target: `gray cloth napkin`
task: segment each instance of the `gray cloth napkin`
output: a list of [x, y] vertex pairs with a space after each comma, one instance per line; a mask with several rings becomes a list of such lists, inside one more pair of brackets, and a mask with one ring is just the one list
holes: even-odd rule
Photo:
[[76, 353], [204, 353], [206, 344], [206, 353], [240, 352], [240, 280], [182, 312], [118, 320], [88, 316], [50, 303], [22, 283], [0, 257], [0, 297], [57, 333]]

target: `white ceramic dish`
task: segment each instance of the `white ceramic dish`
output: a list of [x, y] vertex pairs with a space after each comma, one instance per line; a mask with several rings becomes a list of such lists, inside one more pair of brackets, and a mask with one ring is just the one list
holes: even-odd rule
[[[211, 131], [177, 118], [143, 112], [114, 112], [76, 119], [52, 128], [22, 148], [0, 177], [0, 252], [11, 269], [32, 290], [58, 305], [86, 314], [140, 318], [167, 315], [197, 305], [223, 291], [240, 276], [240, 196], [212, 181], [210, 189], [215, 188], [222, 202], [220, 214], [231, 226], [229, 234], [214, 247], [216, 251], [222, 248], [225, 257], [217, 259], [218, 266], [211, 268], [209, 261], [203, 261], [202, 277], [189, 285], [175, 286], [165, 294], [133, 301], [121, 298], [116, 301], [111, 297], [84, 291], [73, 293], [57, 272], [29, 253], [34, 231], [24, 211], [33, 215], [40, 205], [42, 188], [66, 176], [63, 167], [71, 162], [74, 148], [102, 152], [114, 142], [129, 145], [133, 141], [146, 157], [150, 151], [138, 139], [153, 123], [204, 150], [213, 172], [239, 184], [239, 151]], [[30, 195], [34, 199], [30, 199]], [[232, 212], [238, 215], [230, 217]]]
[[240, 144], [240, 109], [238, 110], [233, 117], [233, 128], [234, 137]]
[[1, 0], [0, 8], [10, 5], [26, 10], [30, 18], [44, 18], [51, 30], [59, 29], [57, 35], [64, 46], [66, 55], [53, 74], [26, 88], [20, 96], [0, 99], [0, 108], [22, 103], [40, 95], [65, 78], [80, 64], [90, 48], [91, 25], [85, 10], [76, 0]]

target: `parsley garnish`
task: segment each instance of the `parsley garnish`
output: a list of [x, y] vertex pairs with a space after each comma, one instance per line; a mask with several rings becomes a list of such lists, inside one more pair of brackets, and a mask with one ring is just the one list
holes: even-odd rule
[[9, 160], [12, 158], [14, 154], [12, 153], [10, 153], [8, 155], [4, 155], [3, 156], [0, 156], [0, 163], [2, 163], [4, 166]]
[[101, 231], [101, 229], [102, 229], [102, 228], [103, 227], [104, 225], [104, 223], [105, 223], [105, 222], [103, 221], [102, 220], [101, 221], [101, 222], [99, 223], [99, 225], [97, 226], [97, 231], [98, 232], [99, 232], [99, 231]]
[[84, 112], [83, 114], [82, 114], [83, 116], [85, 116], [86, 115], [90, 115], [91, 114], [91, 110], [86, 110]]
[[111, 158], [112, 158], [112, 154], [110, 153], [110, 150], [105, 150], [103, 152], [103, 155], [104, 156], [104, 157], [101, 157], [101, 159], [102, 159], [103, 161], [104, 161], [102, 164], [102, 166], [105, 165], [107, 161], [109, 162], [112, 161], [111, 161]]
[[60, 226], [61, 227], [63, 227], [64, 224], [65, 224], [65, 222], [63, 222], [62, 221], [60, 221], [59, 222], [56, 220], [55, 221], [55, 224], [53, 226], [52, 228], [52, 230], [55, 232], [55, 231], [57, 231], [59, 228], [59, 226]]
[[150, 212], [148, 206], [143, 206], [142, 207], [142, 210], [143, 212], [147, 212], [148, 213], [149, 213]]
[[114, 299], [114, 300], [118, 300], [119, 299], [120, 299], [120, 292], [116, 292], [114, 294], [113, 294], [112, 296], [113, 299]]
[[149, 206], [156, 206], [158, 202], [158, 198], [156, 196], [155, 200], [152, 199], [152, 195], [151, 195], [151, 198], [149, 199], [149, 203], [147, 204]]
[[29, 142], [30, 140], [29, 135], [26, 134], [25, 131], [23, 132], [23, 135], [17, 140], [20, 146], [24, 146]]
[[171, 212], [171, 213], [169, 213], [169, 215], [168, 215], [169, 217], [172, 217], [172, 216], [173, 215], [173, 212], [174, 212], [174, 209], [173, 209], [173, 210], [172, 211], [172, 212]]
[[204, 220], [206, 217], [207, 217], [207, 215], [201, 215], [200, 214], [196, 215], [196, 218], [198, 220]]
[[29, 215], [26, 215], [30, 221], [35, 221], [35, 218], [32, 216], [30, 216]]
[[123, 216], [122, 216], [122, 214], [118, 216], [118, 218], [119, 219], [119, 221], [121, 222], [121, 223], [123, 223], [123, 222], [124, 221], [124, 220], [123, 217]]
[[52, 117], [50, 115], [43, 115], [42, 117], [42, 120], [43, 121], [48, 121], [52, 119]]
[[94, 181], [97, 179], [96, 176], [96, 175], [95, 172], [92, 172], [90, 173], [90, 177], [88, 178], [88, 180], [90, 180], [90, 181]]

# Request:
Copy out every line of the material above that contains the word "white".

# Written reply:
target: `white ceramic dish`
task: segment each instance of the `white ceramic dish`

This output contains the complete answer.